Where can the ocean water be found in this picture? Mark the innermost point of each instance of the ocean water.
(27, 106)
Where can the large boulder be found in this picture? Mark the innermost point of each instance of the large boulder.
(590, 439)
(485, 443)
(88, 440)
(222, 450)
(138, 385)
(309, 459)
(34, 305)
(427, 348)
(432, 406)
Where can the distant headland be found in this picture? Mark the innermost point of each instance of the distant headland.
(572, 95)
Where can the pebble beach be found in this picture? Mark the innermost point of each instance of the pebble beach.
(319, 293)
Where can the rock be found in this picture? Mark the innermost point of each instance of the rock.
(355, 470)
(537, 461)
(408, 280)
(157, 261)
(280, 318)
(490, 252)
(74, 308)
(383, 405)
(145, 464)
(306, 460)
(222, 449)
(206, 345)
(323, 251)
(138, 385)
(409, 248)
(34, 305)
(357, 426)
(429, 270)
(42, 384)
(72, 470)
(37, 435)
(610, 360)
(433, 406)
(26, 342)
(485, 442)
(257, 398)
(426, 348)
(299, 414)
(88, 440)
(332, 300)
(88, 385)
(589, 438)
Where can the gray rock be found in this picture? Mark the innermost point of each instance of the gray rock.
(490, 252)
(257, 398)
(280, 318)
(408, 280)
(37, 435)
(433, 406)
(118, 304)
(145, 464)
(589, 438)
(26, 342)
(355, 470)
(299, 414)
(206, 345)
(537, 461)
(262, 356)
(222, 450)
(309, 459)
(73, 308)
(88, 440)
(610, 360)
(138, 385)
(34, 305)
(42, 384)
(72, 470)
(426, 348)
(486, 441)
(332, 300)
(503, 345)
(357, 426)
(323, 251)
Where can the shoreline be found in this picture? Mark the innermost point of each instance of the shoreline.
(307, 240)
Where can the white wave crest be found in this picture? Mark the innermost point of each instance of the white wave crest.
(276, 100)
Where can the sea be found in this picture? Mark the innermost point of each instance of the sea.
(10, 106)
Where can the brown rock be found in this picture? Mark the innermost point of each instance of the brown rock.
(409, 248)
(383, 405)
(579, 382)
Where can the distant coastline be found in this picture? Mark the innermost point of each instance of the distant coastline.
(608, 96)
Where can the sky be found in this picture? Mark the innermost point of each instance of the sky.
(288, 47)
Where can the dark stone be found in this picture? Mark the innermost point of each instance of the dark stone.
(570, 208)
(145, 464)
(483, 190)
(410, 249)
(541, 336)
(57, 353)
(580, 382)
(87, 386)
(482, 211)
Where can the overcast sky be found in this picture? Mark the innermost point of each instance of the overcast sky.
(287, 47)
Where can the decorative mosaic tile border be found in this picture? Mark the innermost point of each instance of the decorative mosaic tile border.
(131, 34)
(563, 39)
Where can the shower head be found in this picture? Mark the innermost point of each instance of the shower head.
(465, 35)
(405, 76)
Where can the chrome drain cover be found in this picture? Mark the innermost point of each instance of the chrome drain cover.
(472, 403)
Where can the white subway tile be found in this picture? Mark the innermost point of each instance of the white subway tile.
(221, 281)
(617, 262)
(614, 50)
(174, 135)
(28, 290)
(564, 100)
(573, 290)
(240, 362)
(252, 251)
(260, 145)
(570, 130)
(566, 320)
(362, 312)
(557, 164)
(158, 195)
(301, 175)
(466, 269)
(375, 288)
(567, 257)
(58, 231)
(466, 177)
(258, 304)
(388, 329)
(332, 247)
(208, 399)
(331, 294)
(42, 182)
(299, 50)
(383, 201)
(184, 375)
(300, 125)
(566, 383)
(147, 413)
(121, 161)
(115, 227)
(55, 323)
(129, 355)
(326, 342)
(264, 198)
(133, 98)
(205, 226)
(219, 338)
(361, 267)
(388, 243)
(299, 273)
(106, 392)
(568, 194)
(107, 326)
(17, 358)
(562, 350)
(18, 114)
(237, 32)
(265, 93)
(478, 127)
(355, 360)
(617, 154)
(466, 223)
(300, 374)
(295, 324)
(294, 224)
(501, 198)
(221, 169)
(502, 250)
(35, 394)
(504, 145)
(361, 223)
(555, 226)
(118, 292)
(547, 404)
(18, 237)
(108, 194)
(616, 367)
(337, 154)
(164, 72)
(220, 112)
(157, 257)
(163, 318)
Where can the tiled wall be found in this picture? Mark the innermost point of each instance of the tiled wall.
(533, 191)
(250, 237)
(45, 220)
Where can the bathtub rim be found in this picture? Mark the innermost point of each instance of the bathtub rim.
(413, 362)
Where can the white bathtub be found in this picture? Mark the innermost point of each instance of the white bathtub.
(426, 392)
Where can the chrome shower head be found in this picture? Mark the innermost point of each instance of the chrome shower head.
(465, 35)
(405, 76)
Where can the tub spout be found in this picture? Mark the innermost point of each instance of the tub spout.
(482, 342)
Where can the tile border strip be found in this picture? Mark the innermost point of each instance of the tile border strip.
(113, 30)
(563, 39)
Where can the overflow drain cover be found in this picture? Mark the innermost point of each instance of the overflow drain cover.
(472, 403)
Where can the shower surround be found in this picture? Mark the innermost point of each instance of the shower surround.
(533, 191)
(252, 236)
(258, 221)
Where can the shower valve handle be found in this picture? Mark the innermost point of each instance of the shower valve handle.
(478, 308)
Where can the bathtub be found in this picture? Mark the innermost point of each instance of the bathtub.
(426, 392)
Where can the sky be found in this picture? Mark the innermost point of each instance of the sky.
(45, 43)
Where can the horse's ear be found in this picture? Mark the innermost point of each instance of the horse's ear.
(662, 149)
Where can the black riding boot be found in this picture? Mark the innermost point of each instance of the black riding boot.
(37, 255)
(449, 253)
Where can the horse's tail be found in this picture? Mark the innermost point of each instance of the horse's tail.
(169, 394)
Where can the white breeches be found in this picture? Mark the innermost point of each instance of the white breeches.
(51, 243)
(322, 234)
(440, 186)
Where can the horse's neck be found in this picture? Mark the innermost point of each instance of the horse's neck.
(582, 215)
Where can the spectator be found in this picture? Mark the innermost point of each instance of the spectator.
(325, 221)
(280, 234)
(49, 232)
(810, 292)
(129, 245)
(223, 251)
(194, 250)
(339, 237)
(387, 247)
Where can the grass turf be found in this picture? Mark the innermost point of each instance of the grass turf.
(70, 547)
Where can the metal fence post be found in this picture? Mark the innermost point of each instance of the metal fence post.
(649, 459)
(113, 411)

* What needs to be done
Once the line containing "Where can the grass" is found in the listing above, set down that line and every line after it, exactly.

* Output for this task
Where can the grass turf be found in this picture? Mark the innermost point of each instance of the grass turf.
(70, 547)
Where can the metal fence post be found in this picture? Mark the innermost point of each instance of the metal fence post.
(649, 459)
(113, 411)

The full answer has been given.